Lines from the one containing "the green grass" through the last line of the data below are to be returned exactly; leave out the rest.

- - -

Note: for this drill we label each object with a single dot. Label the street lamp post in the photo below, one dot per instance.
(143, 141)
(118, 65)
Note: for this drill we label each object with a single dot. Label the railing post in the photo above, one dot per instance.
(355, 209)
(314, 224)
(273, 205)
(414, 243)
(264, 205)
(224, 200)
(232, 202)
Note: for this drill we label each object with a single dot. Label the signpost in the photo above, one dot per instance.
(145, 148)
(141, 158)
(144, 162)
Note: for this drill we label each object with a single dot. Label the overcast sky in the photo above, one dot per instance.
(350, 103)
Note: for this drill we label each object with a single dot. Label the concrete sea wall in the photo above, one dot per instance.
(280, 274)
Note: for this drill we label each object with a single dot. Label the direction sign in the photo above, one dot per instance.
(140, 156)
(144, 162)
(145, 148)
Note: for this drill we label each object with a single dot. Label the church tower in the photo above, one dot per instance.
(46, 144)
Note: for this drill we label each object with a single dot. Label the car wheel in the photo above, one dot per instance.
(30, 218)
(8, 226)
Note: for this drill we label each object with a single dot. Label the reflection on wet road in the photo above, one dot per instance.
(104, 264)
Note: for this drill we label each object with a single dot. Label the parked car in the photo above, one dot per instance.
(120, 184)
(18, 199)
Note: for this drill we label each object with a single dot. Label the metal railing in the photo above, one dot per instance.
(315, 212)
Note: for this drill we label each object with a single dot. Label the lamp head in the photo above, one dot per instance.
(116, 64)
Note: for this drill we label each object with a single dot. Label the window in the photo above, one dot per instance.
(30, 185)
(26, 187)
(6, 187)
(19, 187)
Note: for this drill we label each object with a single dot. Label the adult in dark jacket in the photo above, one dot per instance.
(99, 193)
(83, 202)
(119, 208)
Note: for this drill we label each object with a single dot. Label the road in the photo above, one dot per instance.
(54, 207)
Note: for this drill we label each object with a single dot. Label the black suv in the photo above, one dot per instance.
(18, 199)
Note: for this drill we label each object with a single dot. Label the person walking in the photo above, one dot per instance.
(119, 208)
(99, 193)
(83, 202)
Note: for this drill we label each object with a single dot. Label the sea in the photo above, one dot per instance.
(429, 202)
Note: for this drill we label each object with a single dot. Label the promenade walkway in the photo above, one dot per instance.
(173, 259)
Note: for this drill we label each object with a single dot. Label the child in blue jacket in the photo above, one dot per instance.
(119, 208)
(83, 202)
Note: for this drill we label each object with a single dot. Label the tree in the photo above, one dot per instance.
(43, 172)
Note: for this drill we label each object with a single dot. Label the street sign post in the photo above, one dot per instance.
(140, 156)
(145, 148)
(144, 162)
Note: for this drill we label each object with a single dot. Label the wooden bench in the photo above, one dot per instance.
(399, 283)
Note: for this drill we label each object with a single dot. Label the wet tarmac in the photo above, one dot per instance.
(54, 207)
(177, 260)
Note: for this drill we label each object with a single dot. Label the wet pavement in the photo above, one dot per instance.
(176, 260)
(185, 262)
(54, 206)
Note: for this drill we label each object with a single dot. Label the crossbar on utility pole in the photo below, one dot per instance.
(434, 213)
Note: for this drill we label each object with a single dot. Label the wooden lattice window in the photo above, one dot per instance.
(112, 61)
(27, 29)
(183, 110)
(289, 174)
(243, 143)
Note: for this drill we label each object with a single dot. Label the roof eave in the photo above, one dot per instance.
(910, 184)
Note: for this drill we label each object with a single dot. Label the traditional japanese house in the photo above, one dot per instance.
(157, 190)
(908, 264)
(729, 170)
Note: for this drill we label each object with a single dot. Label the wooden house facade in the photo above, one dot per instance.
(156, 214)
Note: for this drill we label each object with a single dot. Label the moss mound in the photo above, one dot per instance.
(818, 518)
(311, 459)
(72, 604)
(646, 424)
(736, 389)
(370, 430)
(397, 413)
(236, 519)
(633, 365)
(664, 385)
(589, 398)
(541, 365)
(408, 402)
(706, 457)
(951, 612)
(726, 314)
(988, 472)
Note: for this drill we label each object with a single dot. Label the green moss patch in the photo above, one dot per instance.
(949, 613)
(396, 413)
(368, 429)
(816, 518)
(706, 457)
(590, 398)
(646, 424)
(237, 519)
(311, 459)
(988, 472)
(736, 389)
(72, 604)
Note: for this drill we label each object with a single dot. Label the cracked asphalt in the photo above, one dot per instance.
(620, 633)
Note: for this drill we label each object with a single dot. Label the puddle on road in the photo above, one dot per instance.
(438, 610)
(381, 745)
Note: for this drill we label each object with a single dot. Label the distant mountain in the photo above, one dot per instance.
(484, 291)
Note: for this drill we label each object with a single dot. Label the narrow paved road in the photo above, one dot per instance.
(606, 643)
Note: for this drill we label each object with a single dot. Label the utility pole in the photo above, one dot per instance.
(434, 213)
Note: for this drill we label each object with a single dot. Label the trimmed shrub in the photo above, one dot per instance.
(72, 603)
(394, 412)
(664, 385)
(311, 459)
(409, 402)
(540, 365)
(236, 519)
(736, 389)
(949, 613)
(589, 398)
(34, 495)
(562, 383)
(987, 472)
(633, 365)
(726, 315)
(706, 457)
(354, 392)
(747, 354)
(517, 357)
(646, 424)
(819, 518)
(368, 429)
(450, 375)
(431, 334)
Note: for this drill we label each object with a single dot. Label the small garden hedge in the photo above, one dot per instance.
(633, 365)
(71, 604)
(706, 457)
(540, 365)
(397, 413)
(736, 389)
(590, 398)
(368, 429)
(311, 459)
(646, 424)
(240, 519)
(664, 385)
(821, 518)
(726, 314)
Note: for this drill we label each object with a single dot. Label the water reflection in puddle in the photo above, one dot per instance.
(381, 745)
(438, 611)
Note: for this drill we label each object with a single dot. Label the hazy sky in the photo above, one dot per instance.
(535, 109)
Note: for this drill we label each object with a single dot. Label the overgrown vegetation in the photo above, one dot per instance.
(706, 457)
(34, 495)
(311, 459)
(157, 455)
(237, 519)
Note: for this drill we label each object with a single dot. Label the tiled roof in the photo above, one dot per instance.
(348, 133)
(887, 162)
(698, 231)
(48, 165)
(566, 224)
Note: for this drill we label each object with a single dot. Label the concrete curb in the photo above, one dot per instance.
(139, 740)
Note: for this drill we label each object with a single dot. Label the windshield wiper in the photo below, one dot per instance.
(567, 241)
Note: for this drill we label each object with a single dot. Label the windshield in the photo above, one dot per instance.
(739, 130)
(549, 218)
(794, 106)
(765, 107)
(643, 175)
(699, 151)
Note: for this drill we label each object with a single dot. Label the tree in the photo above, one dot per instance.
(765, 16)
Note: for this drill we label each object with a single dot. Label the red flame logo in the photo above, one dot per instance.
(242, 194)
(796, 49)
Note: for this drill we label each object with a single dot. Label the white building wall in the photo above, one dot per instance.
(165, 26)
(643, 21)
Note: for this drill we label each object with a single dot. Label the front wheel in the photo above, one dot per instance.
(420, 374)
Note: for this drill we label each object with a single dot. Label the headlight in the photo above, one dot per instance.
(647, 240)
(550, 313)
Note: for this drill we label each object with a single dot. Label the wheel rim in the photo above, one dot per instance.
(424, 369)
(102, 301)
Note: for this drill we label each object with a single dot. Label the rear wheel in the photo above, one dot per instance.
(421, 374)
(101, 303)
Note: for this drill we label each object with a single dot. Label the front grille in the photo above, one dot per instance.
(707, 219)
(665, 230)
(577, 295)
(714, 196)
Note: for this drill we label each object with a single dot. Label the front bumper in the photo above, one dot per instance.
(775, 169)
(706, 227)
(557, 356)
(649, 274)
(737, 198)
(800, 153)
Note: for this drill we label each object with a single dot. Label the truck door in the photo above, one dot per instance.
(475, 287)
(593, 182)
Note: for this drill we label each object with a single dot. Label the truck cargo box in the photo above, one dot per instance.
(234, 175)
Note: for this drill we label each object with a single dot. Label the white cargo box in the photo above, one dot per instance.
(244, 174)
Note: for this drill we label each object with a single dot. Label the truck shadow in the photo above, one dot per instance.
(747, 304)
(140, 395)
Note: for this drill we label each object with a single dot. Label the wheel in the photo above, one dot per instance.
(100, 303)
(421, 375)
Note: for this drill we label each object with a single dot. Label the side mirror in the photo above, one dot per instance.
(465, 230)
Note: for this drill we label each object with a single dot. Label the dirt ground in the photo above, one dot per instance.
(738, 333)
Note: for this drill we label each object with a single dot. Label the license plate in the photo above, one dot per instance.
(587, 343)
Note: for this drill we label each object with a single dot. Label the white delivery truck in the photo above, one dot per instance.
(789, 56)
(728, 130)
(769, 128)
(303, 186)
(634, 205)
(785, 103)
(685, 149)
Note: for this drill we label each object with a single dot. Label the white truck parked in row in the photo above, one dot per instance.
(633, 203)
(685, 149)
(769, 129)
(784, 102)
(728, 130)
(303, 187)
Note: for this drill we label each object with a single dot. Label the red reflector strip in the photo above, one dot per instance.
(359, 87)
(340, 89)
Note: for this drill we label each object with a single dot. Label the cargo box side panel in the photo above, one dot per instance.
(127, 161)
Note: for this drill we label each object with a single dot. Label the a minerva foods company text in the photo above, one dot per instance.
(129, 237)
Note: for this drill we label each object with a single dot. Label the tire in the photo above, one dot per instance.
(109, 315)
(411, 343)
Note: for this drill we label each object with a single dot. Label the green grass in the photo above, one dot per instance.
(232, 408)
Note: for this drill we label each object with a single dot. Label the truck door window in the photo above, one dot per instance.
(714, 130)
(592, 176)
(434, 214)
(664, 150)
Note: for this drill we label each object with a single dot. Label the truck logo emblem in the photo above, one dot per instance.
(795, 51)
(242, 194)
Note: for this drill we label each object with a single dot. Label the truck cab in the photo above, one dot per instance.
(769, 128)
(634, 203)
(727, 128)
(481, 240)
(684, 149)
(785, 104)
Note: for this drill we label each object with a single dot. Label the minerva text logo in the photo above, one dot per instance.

- - -

Written response
Note: for this drill we label each object with a single dot. Label the green grass in the photo above, one dot per instance.
(232, 408)
Note: for this drill we label each object with a single dot. Label the truck door window in the photo above, one dot per instance.
(714, 130)
(592, 176)
(434, 214)
(664, 150)
Note: for this drill we label each object with a single dot. Label the truck logo emblem in the photo above, one dot per instance.
(795, 51)
(242, 194)
Note: for this drill we label each object with a single dot. Label the truck cab in the photo above, one dot per instance.
(769, 128)
(634, 203)
(727, 128)
(481, 240)
(684, 149)
(785, 104)
Note: for this drill we label each object with a single dot. Label the minerva text logo in the photo above, one dot per instance.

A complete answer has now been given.